======== Teks Bacaan
![]() |
Alexsandro Abdul Ghoni Mahasiswa UIN Raden Mas Said Surakarta. (Dok. Ybs) |
Sebagai mahasiswa, kita
punya tanggung jawab yang cukup banyak. Mulai dari tugas kuliah, organisasi,
kerja part-time, sampai urusan hidup mandiri. Tapi makin ke sini, makin banyak
mahasiswa yang ngerasa stuck. Salah satu penyebabnya antara lain konsumsi media
sosial yang gak terkendali, termasuk TikTok.
Kalau kita mau jujur,
kebiasaan scroll TikTok tiap malam itu bukan sekadar kebiasaan males. Ini bisa
jadi bentuk pelarian dari tekanan yang numpuk. Banyak mahasiswa ngerasa capek,
bingung sama masa depan, dan terbebani sama ekspektasi baik dari diri sendiri,
keluarga, maupun lingkungan. Akhirnya, TikTok jadi pelampiasan. Isinya hiburan,
gampang dicerna, dan bikin ketawa, beda banget sama realitas hidup yang kadang
bikin stres. Tapi justru karena terlalu sering lari ke situ, mahasiswa jadi
terjebak di pola yang merugikan. Bangun siang karena tidur kemaleman, tugas
makin numpuk, akhirnya makin stres, dan malamnya scroll TikTok lagi buat
ngilangin stres. Muter terus kayak lingkaran setan.
================
======== Data yang Diberikan
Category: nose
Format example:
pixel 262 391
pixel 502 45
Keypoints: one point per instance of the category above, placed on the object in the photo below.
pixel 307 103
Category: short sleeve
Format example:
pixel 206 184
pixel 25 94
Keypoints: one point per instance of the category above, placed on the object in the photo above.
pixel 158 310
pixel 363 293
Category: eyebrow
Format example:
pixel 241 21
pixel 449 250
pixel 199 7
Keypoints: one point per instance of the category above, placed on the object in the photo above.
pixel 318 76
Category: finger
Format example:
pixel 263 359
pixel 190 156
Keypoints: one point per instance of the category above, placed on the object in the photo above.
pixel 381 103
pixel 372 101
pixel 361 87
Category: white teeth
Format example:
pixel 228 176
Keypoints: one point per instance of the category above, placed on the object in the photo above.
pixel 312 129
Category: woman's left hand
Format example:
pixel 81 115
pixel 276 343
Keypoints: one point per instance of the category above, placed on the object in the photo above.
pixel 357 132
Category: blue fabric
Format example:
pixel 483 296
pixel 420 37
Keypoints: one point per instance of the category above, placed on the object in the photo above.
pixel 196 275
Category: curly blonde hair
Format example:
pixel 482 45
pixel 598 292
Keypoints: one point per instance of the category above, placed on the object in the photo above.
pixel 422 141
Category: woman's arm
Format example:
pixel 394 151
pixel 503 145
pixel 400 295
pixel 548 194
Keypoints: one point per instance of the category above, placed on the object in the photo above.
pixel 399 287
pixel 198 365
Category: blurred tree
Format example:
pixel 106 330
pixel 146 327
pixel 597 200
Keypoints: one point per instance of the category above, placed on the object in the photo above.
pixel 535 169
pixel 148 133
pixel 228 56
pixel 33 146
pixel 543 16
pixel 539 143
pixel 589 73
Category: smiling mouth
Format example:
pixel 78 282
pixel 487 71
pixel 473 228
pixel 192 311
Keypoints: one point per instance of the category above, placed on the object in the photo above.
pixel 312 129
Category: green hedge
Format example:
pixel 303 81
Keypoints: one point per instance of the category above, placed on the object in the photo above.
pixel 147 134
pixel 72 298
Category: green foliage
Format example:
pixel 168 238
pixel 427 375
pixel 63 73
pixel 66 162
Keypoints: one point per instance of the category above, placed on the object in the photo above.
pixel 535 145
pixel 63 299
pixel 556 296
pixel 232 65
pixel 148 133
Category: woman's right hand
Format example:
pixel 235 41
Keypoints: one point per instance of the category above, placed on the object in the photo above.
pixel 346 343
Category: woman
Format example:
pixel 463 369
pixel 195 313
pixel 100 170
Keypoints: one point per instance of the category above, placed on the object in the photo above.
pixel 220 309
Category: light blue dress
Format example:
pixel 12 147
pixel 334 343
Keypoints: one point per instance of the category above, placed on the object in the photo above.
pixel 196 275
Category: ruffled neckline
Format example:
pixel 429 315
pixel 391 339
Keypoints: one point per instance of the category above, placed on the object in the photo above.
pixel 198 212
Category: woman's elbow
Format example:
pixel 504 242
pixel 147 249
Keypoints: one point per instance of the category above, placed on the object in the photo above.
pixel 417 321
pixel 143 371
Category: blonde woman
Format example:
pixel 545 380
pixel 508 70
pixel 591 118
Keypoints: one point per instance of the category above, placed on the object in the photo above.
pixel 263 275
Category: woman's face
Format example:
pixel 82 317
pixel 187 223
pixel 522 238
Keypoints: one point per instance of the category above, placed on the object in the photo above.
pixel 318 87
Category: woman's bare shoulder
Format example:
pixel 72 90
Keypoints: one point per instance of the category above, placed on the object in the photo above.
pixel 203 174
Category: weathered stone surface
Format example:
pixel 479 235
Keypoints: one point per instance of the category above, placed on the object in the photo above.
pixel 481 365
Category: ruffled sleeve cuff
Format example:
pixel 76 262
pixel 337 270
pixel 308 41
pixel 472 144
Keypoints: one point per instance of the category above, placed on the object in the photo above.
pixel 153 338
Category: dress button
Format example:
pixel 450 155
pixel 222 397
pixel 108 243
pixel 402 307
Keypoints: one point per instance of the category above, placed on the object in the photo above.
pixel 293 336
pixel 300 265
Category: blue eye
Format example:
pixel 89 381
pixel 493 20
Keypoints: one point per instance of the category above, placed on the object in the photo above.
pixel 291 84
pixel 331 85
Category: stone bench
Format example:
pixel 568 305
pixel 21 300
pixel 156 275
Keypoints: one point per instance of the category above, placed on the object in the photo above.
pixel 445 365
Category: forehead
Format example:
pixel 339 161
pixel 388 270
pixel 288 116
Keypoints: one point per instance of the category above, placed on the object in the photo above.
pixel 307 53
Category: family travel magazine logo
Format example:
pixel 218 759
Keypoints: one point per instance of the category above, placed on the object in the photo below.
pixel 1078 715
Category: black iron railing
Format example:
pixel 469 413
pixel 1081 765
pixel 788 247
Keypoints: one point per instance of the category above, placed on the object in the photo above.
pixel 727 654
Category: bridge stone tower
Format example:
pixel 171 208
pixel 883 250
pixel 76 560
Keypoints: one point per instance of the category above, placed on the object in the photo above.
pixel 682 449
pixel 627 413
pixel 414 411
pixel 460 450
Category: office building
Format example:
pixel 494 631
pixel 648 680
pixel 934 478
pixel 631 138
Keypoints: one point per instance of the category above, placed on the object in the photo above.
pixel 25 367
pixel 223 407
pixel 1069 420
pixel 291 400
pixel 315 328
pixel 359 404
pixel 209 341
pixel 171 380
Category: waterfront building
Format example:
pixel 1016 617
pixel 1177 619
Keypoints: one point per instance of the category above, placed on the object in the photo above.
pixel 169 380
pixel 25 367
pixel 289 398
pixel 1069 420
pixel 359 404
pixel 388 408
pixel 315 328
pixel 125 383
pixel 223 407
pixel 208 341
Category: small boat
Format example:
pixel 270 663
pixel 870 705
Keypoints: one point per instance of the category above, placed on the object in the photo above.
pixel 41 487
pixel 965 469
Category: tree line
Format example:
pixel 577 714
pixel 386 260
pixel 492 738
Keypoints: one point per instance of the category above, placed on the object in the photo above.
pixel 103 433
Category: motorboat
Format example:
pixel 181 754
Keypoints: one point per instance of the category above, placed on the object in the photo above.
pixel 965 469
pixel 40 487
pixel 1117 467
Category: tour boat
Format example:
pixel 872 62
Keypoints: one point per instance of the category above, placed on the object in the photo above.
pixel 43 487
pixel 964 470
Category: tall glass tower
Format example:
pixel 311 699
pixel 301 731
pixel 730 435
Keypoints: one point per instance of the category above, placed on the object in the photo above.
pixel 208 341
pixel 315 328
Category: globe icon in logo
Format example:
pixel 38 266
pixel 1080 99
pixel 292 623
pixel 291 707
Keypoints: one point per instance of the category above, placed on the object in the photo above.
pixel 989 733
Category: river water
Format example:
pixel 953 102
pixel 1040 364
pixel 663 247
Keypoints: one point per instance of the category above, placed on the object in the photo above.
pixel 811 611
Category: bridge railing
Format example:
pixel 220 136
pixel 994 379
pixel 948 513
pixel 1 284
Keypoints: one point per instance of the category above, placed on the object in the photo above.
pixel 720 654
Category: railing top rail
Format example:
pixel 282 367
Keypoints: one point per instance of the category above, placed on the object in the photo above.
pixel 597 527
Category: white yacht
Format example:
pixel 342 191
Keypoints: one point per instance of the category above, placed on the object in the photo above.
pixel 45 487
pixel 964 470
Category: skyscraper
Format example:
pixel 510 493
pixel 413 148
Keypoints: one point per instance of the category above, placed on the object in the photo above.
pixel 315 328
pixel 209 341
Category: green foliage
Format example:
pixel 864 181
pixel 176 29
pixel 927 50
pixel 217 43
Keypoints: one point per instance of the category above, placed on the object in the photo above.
================
* Instruksi Kerja 1:
Ringkas paragraf yang diawali "Kalau kita mau jujur" dalam teks tentang mahasiswa dan TikTok tanpa menghilangkan fakta utamanya.
* Instruksi Kerja 2:
Cetak ulang penggalan teks tentang mahasiswa dan TikTok dari "Kalau kita mau" sampai dengan "kayak lingkaran setan." tanpa perubahan apa pun.

* Area Jawaban 1:
Kebiasaan scroll TikTok tiap malam bukan sekadar malas, tetapi bisa menjadi pelarian dari tekanan yang menumpuk. Banyak mahasiswa merasa lelah, bingung tentang masa depan, dan terbebani ekspektasi dari diri sendiri, keluarga, maupun lingkungan. TikTok menjadi pelampiasan karena isinya menghibur, mudah dicerna, dan berbeda dengan realitas yang sering membuat stres. Namun, terlalu sering lari ke sana menjerat mahasiswa dalam pola merugikan: tidur larut, bangun siang, tugas menumpuk, stres bertambah, lalu malamnya kembali scroll TikTok. Siklus ini berulang seperti lingkaran setan.

* Area Jawaban 2:
Kalau kita mau jujur,
kebiasaan scroll TikTok tiap malam itu bukan sekadar kebiasaan males. Ini bisa
jadi bentuk pelarian dari tekanan yang numpuk. Banyak mahasiswa ngerasa capek,
bingung sama masa depan, dan terbebani sama ekspektasi baik dari diri sendiri,
keluarga, maupun lingkungan. Akhirnya, TikTok jadi pelampiasan. Isinya hiburan,
gampang dicerna, dan bikin ketawa, beda banget sama realitas hidup yang kadang
bikin stres. Tapi justru karena terlalu sering lari ke situ, mahasiswa jadi
terjebak di pola yang merugikan. Bangun siang karena tidur kemaleman, tugas
makin numpuk, akhirnya makin stres, dan malamnya scroll TikTok lagi buat
ngilangin stres. Muter terus kayak lingkaran setan.